Change "dot" to "marker" in the data from the line with "Every instance of the batik" to the line with "pixel 240 285", keeping everything else the same. Reproduce only those lines.

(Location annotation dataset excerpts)

------------------------

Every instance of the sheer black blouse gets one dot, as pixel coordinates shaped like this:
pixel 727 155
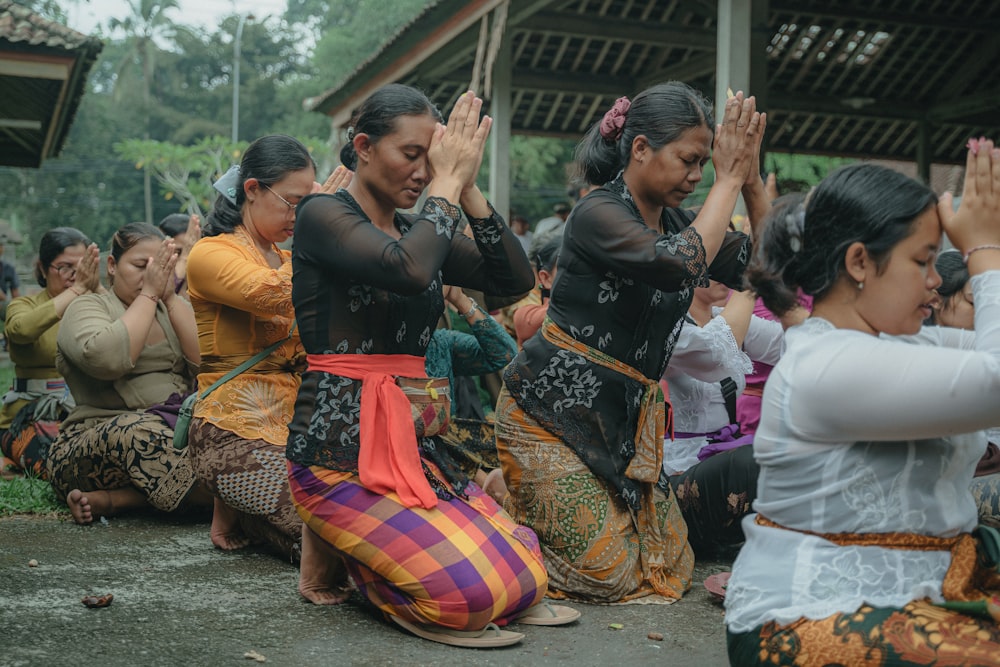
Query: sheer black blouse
pixel 356 290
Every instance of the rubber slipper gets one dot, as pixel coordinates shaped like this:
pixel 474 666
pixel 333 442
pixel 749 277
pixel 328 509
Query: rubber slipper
pixel 545 613
pixel 489 637
pixel 716 585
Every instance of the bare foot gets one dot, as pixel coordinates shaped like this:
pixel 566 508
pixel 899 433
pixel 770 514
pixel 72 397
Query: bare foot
pixel 322 574
pixel 79 506
pixel 85 505
pixel 225 531
pixel 495 486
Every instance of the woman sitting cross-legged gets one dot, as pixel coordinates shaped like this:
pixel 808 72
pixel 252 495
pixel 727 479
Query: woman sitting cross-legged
pixel 424 544
pixel 863 550
pixel 580 421
pixel 122 353
pixel 66 269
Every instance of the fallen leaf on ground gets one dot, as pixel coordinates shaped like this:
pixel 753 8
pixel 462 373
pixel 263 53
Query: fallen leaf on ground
pixel 96 601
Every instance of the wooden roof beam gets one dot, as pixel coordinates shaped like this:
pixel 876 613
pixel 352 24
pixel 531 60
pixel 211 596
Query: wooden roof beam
pixel 833 106
pixel 614 29
pixel 686 70
pixel 879 20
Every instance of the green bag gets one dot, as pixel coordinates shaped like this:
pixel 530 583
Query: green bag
pixel 187 407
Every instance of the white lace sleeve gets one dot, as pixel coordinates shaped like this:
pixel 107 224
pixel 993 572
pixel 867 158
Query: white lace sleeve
pixel 940 337
pixel 764 341
pixel 709 353
pixel 922 391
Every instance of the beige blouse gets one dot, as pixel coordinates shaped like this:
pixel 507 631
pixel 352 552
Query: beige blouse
pixel 93 355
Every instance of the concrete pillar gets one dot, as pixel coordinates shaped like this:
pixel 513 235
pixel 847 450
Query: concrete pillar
pixel 500 110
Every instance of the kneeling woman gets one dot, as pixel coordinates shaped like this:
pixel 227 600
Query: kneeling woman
pixel 579 422
pixel 862 552
pixel 421 542
pixel 66 269
pixel 122 353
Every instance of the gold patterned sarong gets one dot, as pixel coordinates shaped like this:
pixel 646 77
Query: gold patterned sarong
pixel 596 547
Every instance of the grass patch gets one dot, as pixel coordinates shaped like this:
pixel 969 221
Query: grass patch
pixel 29 495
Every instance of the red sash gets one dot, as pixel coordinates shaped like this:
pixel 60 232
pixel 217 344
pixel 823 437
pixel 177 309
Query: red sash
pixel 388 460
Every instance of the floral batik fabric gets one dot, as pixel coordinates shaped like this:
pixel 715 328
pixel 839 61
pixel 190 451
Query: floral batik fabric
pixel 918 634
pixel 623 290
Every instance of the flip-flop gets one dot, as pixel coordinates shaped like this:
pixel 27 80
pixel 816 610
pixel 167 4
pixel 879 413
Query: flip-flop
pixel 489 637
pixel 716 585
pixel 545 613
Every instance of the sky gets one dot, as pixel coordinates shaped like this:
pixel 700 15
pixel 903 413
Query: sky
pixel 85 15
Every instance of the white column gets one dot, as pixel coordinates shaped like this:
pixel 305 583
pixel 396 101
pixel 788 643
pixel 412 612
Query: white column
pixel 732 56
pixel 500 110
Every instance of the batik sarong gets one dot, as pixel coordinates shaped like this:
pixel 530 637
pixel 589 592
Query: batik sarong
pixel 918 634
pixel 249 476
pixel 131 449
pixel 588 535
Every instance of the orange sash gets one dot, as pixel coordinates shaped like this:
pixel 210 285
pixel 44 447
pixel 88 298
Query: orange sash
pixel 388 460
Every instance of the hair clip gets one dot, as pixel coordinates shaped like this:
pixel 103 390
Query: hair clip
pixel 226 185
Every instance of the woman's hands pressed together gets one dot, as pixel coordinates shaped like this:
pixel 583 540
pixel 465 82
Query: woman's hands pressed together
pixel 88 277
pixel 158 278
pixel 456 150
pixel 737 141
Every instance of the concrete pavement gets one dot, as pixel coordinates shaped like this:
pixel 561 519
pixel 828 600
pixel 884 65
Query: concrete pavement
pixel 179 601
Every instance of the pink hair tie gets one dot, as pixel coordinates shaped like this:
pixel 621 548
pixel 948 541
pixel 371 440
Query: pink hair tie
pixel 613 122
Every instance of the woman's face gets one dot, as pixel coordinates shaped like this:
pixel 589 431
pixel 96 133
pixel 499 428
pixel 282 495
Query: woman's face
pixel 179 242
pixel 126 275
pixel 959 311
pixel 270 209
pixel 396 166
pixel 62 271
pixel 669 175
pixel 898 300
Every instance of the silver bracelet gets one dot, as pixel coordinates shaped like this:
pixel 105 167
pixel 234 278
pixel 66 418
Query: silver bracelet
pixel 988 246
pixel 472 310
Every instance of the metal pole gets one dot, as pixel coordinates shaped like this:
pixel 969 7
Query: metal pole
pixel 236 76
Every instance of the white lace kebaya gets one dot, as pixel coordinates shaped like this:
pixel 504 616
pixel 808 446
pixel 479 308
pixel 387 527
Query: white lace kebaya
pixel 703 357
pixel 860 434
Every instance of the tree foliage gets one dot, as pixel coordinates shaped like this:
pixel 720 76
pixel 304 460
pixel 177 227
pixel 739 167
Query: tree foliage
pixel 160 96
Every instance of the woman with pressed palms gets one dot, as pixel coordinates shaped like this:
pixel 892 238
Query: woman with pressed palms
pixel 240 285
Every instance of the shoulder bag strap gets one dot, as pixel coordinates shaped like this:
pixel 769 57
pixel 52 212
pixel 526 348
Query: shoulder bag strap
pixel 248 364
pixel 729 395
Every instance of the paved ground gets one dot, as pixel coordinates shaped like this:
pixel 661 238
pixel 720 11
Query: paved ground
pixel 178 601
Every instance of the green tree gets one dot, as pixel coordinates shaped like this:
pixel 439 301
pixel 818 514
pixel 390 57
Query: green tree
pixel 147 22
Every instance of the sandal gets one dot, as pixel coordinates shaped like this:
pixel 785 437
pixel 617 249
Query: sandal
pixel 716 585
pixel 489 637
pixel 545 613
pixel 494 485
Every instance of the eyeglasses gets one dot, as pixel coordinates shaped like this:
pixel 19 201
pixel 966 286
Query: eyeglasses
pixel 65 270
pixel 290 205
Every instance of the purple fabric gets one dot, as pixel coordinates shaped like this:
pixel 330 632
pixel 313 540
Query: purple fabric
pixel 726 438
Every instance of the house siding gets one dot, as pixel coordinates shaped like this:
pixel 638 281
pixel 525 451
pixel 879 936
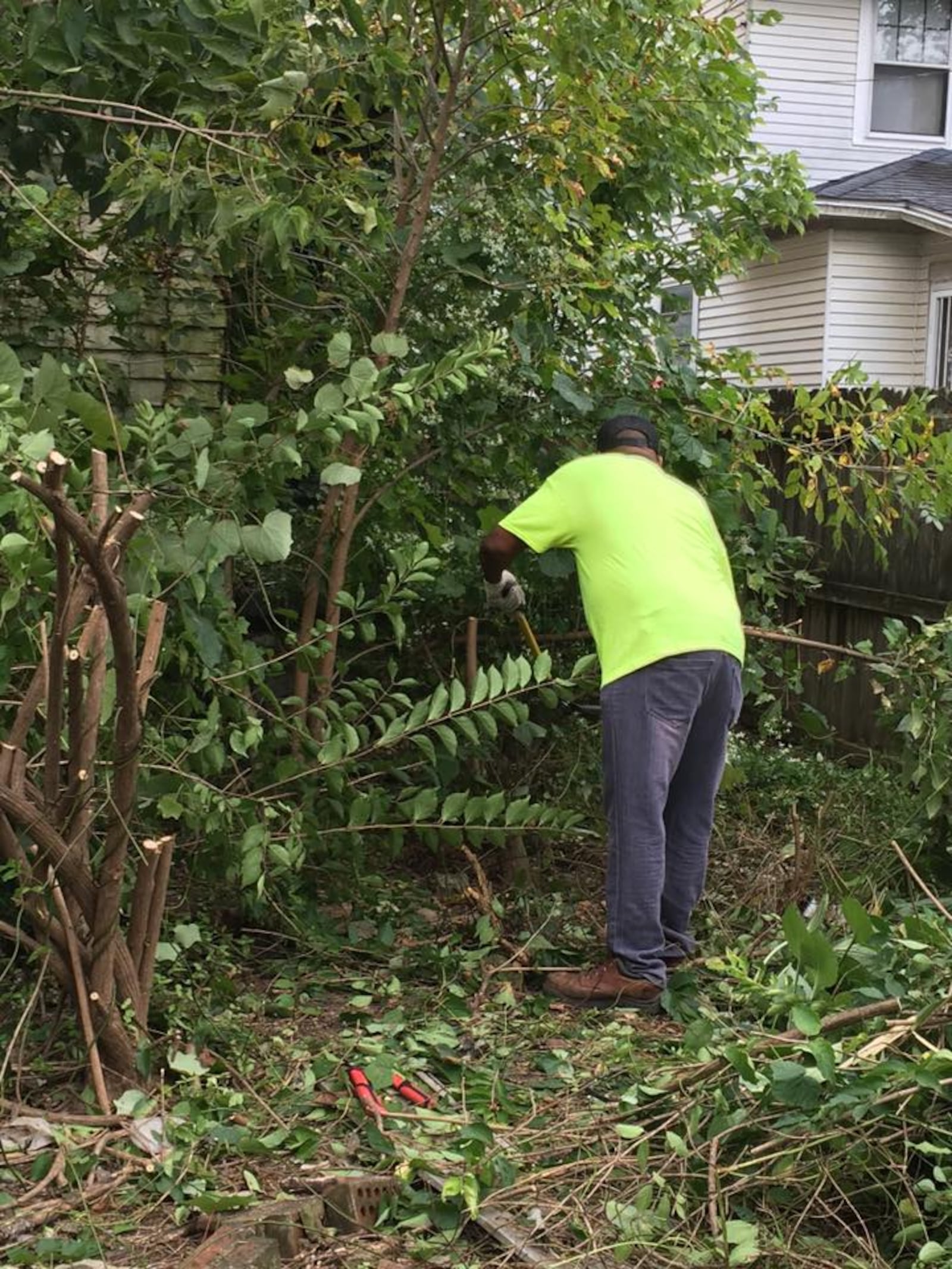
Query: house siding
pixel 878 308
pixel 812 65
pixel 776 310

------------------------

# Solution to the exercise:
Every instance of the batik sarong gets one marker, as pixel coordinates shaped like this:
pixel 530 637
pixel 589 592
Query: batik sarong
pixel 918 634
pixel 249 476
pixel 131 449
pixel 588 535
Every instance of the orange sash gets one marker, as pixel coordinates shaped like this:
pixel 210 285
pixel 44 447
pixel 88 298
Query: orange sash
pixel 388 460
Every instance of the hair clip gets one marker, as pixel coordinates shaped like this:
pixel 103 390
Query: hair clip
pixel 226 185
Every instance of the woman's hands pressed together gets one marker, as pixel coordinates shaped like this:
pixel 583 540
pixel 465 82
Query: woman's hands pressed together
pixel 88 277
pixel 158 278
pixel 456 150
pixel 737 141
Every instance of the concrete pavement gets one marker, as pixel coordinates shaped like this:
pixel 561 519
pixel 828 600
pixel 884 65
Query: concrete pavement
pixel 179 601
Every instance of the pink hair tie gets one marker, as pixel coordinates shaped like this:
pixel 621 548
pixel 948 541
pixel 371 440
Query: pink hair tie
pixel 613 122
Every instance of the woman's face gets one marker, as pixel coordinates shaped like this:
pixel 589 431
pixel 96 133
pixel 499 428
pixel 282 495
Query: woman's face
pixel 179 242
pixel 126 275
pixel 959 311
pixel 270 209
pixel 396 166
pixel 62 271
pixel 669 175
pixel 898 300
Every instance of the silver bracelet gets one marker, as pixel coordinates shaped like this:
pixel 105 167
pixel 234 278
pixel 66 418
Query: silver bracelet
pixel 988 246
pixel 472 310
Every instance of the metal pole gets one marker, as pixel coordinates shaped like this:
pixel 969 7
Query: metal pole
pixel 236 76
Every instance of the white lace kebaya gets one marker, as pixel coordinates shaped like this:
pixel 504 616
pixel 808 446
pixel 479 308
pixel 387 527
Query: white lace kebaya
pixel 703 357
pixel 860 434
Every instance of the tree foliage gets one marker, as pixel coordinates shaped like this:
pixel 720 76
pixel 304 460
pixel 177 227
pixel 739 167
Query: tree foliage
pixel 160 96
Every instance of the woman with pressed palms gets one marker, as pixel coordinates shaped like this:
pixel 892 238
Query: woman with pressed palms
pixel 240 285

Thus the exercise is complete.